→ **What to do**
Report only the number of lines in the rows below that contain the word "coat". Case counts.

+--

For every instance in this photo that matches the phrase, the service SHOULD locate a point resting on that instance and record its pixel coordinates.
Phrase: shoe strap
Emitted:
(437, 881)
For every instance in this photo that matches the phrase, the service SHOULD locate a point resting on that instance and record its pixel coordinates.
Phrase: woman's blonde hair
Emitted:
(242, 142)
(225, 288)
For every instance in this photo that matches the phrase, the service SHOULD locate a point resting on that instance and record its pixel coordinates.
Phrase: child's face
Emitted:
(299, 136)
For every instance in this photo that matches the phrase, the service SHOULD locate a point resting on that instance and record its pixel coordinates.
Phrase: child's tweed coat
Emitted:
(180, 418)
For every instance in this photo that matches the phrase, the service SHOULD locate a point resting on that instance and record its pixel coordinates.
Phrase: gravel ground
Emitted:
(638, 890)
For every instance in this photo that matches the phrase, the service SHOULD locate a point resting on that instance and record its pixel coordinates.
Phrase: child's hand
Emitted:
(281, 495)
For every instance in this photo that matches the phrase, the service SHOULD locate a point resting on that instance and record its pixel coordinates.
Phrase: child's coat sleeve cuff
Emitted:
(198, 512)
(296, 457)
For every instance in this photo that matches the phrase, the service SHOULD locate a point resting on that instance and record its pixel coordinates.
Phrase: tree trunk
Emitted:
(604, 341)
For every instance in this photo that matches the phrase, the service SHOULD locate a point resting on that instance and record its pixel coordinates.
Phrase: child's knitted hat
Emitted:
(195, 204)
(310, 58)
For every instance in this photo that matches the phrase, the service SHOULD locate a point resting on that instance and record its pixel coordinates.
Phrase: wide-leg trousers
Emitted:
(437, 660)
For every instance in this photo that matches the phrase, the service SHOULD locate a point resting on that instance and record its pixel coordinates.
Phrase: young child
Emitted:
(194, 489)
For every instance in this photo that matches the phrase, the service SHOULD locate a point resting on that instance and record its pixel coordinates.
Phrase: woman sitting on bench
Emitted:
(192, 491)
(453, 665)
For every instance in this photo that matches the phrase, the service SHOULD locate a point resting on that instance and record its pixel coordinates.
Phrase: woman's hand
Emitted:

+--

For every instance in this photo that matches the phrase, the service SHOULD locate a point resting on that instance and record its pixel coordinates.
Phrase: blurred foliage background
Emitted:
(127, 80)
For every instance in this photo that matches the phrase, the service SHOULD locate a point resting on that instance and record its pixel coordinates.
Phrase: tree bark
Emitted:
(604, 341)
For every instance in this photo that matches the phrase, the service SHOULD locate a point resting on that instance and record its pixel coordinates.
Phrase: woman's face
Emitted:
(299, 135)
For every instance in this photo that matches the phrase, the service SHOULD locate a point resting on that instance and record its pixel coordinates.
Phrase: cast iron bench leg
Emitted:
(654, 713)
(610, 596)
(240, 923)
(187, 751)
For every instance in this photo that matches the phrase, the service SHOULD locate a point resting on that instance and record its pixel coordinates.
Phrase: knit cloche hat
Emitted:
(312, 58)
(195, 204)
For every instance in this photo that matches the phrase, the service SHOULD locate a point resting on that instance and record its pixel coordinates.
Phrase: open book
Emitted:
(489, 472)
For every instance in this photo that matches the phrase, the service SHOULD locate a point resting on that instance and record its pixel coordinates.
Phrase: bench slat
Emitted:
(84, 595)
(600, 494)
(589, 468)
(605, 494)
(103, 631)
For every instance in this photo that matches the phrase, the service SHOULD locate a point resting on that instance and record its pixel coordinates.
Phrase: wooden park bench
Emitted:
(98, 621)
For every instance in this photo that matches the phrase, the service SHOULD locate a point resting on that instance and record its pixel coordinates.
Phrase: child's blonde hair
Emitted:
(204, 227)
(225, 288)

+--

→ **Answer to the problem**
2